:: O que fazer ::
Transforme toda a listagem abaixo em uma lista JSON de strings, com uma string para cada linha e sem as linhas em branco. Não inclua as imagens na resposta.

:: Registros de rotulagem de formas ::
========================

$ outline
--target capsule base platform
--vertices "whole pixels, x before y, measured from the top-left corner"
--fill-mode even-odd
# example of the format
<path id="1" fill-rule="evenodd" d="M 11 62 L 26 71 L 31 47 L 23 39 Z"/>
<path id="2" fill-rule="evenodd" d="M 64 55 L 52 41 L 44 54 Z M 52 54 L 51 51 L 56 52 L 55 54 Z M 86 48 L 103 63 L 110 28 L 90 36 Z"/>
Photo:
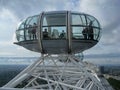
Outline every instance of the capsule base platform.
<path id="1" fill-rule="evenodd" d="M 113 90 L 108 86 L 75 56 L 44 55 L 0 90 Z"/>

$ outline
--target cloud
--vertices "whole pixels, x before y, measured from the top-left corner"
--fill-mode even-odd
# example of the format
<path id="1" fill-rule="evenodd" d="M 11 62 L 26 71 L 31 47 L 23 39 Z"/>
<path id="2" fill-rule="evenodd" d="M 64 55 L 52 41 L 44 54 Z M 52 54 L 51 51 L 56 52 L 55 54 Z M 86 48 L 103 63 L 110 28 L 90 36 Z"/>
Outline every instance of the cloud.
<path id="1" fill-rule="evenodd" d="M 119 0 L 1 0 L 0 2 L 0 43 L 1 48 L 7 48 L 16 52 L 31 52 L 25 49 L 17 49 L 19 46 L 5 45 L 12 41 L 12 35 L 20 19 L 39 14 L 42 11 L 72 10 L 91 14 L 95 16 L 102 26 L 102 37 L 100 42 L 85 54 L 108 54 L 120 53 L 120 13 Z M 5 45 L 5 46 L 4 46 Z M 11 49 L 9 49 L 11 48 Z M 4 50 L 4 51 L 7 51 Z M 15 53 L 15 50 L 13 52 Z M 35 53 L 36 54 L 36 53 Z M 15 53 L 16 55 L 16 53 Z"/>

========================

:: Resposta ::
[
  "$ outline",
  "--target capsule base platform",
  "--vertices \"whole pixels, x before y, measured from the top-left corner\"",
  "--fill-mode even-odd",
  "# example of the format",
  "<path id=\"1\" fill-rule=\"evenodd\" d=\"M 11 62 L 26 71 L 31 47 L 23 39 Z\"/>",
  "<path id=\"2\" fill-rule=\"evenodd\" d=\"M 64 55 L 52 41 L 44 54 Z M 52 54 L 51 51 L 56 52 L 55 54 Z M 86 48 L 103 63 L 110 28 L 90 36 Z\"/>",
  "Photo:",
  "Outline every instance of the capsule base platform.",
  "<path id=\"1\" fill-rule=\"evenodd\" d=\"M 113 90 L 108 86 L 75 56 L 44 55 L 0 90 Z\"/>",
  "$ outline",
  "--target cloud",
  "--vertices \"whole pixels, x before y, measured from the top-left corner\"",
  "--fill-mode even-odd",
  "# example of the format",
  "<path id=\"1\" fill-rule=\"evenodd\" d=\"M 11 62 L 26 71 L 31 47 L 23 39 Z\"/>",
  "<path id=\"2\" fill-rule=\"evenodd\" d=\"M 64 55 L 52 41 L 44 54 Z M 52 54 L 51 51 L 56 52 L 55 54 Z M 86 48 L 103 63 L 110 28 L 90 36 Z\"/>",
  "Outline every instance of the cloud.",
  "<path id=\"1\" fill-rule=\"evenodd\" d=\"M 119 0 L 1 0 L 0 2 L 0 43 L 1 48 L 7 48 L 16 52 L 31 52 L 25 49 L 17 49 L 19 46 L 5 45 L 12 41 L 12 35 L 20 19 L 39 14 L 42 11 L 72 10 L 91 14 L 95 16 L 102 26 L 102 37 L 100 42 L 85 54 L 108 54 L 120 53 L 120 13 Z M 5 45 L 5 46 L 4 46 Z M 11 49 L 9 49 L 11 48 Z M 4 50 L 4 51 L 7 51 Z M 15 53 L 15 50 L 13 52 Z M 35 53 L 36 54 L 36 53 Z M 15 53 L 16 55 L 16 53 Z\"/>"
]